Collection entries
------------------------------------

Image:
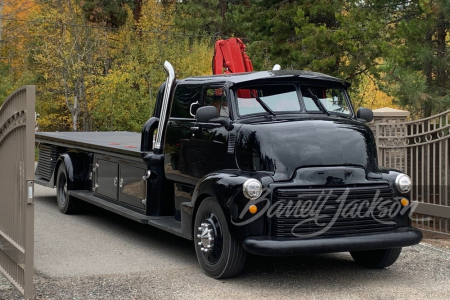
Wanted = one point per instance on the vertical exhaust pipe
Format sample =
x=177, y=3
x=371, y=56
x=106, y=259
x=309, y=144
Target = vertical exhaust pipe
x=166, y=105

------------------------------------

TASK →
Could you copy every record above exactly, leaving out the pictures?

RESPONSE →
Image:
Wanted = one point per instance on the vertical exhaust pipe
Format sample =
x=177, y=3
x=371, y=56
x=106, y=259
x=309, y=144
Target = vertical exhaust pipe
x=166, y=105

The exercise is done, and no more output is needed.